### Directions for this task
Begin with the line that holds "vent in the photo above.". Output it and all remaining lines of the material, verbatim, ending with the last.

### Provided records
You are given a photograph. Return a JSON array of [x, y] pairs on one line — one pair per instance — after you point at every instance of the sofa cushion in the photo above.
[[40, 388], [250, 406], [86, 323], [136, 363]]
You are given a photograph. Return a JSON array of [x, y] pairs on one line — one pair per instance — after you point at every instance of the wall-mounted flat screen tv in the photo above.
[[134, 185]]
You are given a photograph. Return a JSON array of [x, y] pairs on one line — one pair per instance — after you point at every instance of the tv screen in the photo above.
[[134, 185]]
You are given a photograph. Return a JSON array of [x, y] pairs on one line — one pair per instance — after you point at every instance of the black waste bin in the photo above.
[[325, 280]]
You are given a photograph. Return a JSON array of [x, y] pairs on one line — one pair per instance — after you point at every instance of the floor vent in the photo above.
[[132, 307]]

### Result
You are given a photograph. Return a JSON array of [x, y] pairs on one line — one pair per instance — after you point at every instance of the floor vent in the photo above.
[[132, 307]]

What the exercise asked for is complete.